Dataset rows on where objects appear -
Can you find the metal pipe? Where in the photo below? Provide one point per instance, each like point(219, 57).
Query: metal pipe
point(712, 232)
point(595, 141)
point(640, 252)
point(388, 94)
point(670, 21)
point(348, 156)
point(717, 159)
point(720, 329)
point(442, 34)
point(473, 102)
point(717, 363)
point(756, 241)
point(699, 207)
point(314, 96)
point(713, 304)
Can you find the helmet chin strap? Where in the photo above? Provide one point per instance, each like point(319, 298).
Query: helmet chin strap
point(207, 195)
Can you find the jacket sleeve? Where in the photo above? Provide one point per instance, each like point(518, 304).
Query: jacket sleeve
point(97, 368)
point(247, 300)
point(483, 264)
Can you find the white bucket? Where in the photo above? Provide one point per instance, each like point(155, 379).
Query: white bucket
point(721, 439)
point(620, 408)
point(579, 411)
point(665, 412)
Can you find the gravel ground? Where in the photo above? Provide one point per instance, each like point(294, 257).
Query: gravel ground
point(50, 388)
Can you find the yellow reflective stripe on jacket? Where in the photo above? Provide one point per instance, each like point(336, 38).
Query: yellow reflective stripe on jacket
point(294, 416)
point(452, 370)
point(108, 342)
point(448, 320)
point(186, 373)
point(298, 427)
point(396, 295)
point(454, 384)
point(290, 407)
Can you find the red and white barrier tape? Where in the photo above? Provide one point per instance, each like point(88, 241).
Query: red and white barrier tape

Prompt -
All of the material above needs to be copied exactly.

The completed task -
Can you find the metal pipe? Where in the photo below? Provide one point per instance, each like point(219, 57).
Query: metal pipe
point(712, 232)
point(595, 141)
point(640, 252)
point(388, 94)
point(670, 21)
point(348, 156)
point(717, 159)
point(720, 329)
point(442, 34)
point(473, 102)
point(717, 363)
point(756, 241)
point(699, 207)
point(314, 96)
point(713, 304)
Can you find the helmet chin strap? Where in the photo above? Provide one point per instance, each like point(319, 298).
Query: helmet chin strap
point(207, 195)
Can you find the jacket sleeve? Where in the photo above? Provide one point per instance, each like point(518, 304).
Query: jacket sleeve
point(97, 368)
point(247, 300)
point(483, 264)
Can you find the white bucket? Where in the photo above? Provide one point per instance, each like point(155, 379).
Query: white bucket
point(721, 439)
point(620, 408)
point(579, 411)
point(665, 412)
Can you find the gravel ground? Where in the photo above? Provide one point per instance, each like point(294, 257).
Query: gravel ground
point(50, 388)
Can you find the yellow reflective stripe on jacket? Where in the photo above? Provide one point per instance, each like point(336, 38).
Query: yellow reflective stripe on jacket
point(294, 416)
point(452, 370)
point(108, 342)
point(448, 320)
point(186, 373)
point(298, 427)
point(396, 295)
point(454, 384)
point(290, 407)
Can you find the red and white barrier tape? Where in the photo above? Provide one point per instance, each like point(88, 241).
Query: red and white barrier tape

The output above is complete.